Assignment:
The records should be repeated word for word, pictures excluded.

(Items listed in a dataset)
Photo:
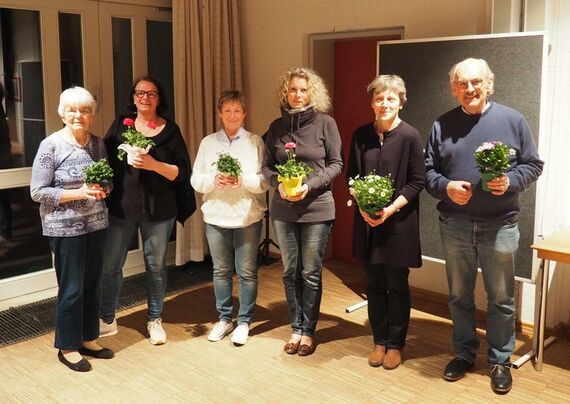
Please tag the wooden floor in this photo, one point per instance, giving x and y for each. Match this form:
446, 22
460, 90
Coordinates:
190, 369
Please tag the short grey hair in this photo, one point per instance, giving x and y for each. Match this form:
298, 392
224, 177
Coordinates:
77, 97
388, 82
489, 79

Reply to the task:
Photo:
Please tag the wooden floor in this photo, one point per instance, giving x and y for each. Match this form:
446, 22
460, 90
Coordinates:
190, 369
Please tag the short grey hair in this photo, one point per instance, giving x and y for each. Match this form:
298, 392
224, 177
Coordinates:
77, 97
388, 82
489, 79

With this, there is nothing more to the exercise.